Your goal:
Copy out every line of the records below, including the object, action and example_output lines, but add 113 to each box coordinate in the results. Leave out the pictures.

Region labeling records
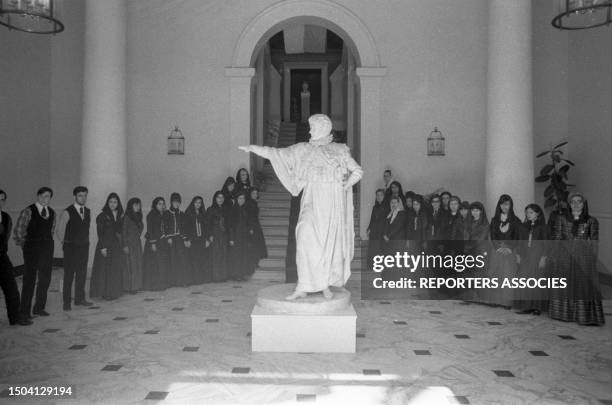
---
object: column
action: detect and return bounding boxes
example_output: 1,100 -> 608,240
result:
225,67 -> 255,173
356,67 -> 387,239
485,0 -> 535,213
81,0 -> 127,211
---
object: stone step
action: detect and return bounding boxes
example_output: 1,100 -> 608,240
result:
259,217 -> 289,227
259,258 -> 361,272
259,191 -> 291,202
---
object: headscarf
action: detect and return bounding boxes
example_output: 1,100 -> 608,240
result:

Reply to the task:
---
object: column
action: detect and return bounding boxes
example_output: 1,100 -> 608,240
result:
338,180 -> 368,286
469,180 -> 500,352
598,113 -> 648,326
194,113 -> 240,324
---
object: stone step
action: detect and return bounding boxes
example_output: 1,100 -> 608,240
result:
372,330 -> 402,340
372,371 -> 474,385
372,304 -> 404,315
---
object: headscarf
action: detect and return bounding boxes
example_output: 1,100 -> 608,240
result:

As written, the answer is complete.